Directions for this task: Convert the records below into a Markdown table with the columns "No." and "Line", starting with the line containing "Exercise. Locate the white podium" and continuing through the last line of the records. Number each row and omit any blank lines.

Records from a dataset:
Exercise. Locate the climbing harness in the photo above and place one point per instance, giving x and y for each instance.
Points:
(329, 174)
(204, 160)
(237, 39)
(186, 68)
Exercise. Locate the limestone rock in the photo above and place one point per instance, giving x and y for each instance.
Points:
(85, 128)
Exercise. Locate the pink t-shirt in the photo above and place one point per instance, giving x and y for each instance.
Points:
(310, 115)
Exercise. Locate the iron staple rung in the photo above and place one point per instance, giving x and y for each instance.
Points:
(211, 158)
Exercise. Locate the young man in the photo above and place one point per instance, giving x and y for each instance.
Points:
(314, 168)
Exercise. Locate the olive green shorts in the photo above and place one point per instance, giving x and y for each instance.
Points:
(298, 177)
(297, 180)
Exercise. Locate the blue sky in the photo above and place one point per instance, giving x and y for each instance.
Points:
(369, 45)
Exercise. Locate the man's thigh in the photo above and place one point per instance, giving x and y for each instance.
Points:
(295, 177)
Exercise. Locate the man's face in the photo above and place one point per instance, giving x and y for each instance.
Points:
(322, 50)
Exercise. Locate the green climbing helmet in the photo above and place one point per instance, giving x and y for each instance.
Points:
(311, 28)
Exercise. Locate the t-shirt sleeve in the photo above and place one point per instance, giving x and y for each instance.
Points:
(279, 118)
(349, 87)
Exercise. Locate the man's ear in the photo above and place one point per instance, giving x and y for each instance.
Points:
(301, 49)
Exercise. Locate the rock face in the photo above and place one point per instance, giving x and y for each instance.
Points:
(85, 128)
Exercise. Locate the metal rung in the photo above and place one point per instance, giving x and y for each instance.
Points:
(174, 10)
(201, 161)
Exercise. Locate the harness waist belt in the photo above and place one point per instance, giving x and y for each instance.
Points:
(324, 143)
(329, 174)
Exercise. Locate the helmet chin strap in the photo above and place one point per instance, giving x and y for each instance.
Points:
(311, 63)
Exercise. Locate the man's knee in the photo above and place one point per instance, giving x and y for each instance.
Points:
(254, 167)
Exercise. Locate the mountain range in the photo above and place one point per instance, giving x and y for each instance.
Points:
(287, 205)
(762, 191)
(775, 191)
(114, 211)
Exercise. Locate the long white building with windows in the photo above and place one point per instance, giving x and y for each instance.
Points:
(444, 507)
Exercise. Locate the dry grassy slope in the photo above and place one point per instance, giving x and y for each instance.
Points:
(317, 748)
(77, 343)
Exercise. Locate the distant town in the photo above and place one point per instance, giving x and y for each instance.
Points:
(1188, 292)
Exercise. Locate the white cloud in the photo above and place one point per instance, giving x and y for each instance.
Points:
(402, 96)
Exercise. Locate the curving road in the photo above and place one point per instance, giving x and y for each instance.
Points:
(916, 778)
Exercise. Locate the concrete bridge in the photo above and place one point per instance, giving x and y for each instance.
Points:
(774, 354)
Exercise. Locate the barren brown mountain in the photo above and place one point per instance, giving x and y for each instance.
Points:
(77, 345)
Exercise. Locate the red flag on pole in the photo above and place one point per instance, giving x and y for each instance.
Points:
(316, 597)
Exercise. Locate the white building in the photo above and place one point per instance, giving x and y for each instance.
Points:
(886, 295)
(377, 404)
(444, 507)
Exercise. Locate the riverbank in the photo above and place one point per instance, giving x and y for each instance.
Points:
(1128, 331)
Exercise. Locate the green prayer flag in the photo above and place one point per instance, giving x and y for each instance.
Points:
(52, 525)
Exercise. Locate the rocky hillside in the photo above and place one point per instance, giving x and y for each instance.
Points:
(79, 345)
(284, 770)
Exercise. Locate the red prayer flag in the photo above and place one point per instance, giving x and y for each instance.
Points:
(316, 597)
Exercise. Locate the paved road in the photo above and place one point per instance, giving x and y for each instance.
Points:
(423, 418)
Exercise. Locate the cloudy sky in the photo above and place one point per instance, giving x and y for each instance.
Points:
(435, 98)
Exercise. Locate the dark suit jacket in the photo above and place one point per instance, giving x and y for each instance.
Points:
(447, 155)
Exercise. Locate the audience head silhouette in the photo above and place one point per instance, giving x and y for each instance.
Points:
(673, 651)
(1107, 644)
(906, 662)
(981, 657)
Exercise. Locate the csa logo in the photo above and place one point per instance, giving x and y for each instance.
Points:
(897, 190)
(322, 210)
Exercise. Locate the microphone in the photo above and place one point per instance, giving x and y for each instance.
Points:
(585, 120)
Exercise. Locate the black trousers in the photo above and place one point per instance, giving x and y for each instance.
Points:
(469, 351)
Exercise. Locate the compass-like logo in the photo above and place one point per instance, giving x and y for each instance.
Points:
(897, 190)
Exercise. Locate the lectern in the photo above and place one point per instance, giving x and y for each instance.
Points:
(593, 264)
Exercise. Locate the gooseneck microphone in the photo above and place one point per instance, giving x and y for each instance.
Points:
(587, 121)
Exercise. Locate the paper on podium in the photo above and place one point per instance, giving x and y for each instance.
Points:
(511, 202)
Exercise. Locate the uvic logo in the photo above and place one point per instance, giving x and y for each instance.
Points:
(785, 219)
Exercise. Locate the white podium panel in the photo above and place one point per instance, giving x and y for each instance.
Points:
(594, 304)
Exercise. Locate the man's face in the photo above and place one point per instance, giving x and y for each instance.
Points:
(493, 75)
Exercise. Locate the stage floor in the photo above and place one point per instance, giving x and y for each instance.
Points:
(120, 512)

Answer to this problem:
| No. | Line |
|---|---|
| 1 | Exercise. Locate the white podium panel in the photo above and place one point per instance, giving x and y for each instance. |
| 2 | Points: |
| 3 | (594, 304) |
| 4 | Exercise. Locate the man's face in the photo above and place one point per instance, giving x and y for each instance. |
| 5 | Points: |
| 6 | (493, 75) |
| 7 | Exercise. Locate the stage floor in the photo above and place one point per instance, giving x and y for each instance. |
| 8 | Points: |
| 9 | (120, 512) |